● Exercise requirements: Rewrite everything from the line containing "the black suit" down to the end of the items, putting "dark suit jacket" in place of "black suit jacket" and leaving everything else untouched.

──────

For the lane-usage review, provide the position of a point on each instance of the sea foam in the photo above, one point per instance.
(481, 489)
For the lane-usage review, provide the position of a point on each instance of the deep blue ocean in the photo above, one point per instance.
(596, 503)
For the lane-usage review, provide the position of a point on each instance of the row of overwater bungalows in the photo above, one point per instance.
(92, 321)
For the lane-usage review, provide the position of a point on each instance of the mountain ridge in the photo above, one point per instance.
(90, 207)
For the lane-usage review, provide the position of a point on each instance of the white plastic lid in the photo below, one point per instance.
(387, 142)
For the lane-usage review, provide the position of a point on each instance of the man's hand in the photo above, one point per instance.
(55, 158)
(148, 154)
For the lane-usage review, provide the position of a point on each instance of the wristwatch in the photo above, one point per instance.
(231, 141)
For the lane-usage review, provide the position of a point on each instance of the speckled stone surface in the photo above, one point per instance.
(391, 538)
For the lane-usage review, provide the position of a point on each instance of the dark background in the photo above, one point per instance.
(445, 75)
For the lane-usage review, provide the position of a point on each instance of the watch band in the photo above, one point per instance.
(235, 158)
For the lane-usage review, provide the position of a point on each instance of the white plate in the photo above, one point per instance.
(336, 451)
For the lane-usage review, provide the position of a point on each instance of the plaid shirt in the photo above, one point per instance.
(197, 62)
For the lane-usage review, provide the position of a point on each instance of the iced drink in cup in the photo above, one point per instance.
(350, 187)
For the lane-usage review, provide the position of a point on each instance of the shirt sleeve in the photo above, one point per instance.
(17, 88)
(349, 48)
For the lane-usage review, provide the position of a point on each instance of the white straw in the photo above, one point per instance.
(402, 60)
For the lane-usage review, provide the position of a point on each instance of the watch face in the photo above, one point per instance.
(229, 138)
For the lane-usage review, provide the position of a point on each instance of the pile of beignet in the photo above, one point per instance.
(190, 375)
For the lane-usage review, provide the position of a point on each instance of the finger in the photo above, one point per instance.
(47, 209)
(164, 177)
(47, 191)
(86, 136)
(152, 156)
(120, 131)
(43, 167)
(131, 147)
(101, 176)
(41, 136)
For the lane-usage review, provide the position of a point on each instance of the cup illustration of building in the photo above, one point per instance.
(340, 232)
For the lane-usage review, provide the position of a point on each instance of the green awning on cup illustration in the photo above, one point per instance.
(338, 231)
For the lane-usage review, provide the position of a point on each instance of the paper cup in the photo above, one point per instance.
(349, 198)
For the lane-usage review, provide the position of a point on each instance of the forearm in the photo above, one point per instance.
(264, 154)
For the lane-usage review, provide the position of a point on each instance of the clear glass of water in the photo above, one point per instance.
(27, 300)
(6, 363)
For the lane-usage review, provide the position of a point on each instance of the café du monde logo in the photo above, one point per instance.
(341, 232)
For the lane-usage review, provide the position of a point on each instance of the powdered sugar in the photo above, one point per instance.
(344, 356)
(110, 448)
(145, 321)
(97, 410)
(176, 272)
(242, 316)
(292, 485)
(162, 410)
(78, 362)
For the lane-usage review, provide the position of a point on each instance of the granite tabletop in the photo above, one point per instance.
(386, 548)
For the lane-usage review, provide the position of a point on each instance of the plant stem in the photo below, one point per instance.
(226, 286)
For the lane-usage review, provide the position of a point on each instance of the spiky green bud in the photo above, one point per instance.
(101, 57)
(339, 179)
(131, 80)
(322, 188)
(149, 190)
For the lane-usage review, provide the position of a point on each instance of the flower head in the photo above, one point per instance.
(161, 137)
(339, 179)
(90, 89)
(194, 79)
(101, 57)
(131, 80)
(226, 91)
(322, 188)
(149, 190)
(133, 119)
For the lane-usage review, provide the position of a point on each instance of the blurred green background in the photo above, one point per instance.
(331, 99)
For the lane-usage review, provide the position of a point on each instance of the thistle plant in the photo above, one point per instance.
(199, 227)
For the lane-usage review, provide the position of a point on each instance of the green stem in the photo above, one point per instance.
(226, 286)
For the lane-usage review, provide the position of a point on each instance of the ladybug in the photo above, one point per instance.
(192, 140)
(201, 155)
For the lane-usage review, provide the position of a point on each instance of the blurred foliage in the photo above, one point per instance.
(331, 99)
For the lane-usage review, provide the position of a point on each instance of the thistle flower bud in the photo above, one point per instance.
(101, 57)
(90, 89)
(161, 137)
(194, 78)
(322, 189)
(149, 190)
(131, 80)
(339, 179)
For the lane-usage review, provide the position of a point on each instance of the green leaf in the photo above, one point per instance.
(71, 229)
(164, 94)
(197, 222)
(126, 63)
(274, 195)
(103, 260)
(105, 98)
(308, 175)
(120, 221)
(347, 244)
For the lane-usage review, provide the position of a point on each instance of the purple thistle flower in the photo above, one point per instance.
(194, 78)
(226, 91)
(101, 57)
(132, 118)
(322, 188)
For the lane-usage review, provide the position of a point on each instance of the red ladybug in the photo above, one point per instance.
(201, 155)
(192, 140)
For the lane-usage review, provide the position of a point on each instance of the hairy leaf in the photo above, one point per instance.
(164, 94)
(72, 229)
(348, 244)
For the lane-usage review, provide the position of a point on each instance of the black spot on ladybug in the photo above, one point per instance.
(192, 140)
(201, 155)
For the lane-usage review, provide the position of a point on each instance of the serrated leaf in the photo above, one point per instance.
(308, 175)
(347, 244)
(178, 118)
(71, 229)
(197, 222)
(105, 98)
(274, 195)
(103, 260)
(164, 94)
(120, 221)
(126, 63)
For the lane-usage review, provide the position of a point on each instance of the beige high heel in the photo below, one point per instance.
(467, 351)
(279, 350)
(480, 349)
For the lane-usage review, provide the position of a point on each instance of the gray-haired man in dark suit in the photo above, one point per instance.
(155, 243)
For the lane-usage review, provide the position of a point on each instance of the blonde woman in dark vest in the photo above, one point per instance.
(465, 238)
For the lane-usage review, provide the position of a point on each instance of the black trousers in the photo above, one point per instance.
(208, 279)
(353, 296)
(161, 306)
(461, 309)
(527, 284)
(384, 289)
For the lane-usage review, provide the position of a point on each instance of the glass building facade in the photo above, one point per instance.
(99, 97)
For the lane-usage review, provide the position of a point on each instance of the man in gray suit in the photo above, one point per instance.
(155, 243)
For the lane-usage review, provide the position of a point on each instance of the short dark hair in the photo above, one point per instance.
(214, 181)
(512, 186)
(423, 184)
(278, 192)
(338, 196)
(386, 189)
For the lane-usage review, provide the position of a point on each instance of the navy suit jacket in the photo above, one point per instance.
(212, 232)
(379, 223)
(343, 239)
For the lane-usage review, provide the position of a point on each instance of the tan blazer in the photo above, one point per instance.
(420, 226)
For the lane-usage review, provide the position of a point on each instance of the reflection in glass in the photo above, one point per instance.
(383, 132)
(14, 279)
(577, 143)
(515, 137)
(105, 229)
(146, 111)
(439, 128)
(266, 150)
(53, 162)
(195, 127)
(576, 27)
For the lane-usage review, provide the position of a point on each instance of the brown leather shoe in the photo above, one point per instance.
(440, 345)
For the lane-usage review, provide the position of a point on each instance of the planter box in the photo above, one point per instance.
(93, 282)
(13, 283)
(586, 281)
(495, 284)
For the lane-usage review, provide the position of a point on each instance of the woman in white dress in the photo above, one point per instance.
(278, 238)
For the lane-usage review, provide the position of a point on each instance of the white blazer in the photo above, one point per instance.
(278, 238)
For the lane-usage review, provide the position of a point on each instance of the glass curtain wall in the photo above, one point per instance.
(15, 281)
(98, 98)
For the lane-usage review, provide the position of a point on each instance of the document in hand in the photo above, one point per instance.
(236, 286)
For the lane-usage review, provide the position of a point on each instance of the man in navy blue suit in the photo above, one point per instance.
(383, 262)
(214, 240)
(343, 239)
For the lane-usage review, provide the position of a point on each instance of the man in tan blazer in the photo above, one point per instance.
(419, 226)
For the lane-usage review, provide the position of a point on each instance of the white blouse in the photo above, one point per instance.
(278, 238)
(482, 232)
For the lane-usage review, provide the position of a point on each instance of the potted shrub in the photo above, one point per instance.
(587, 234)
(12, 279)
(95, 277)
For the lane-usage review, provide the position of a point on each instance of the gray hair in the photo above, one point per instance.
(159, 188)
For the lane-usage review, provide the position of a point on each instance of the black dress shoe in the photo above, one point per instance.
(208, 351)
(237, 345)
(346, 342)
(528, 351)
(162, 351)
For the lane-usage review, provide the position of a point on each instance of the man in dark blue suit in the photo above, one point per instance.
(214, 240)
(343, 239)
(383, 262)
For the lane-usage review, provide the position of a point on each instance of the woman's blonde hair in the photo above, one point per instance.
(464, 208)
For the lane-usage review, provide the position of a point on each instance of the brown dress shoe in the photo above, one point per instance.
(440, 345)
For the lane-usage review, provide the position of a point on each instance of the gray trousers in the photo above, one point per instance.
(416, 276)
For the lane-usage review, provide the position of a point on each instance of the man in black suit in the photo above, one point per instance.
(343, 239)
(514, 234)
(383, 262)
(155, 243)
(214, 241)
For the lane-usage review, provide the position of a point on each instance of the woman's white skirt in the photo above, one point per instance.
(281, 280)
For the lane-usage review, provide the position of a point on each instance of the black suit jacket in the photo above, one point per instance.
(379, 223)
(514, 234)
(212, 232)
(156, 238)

──────

● Exercise answer:
For the lane-usage review, provide the position of a point on each instance of the dark suit jacket in the photo above, one point per instance.
(379, 223)
(514, 234)
(212, 232)
(156, 238)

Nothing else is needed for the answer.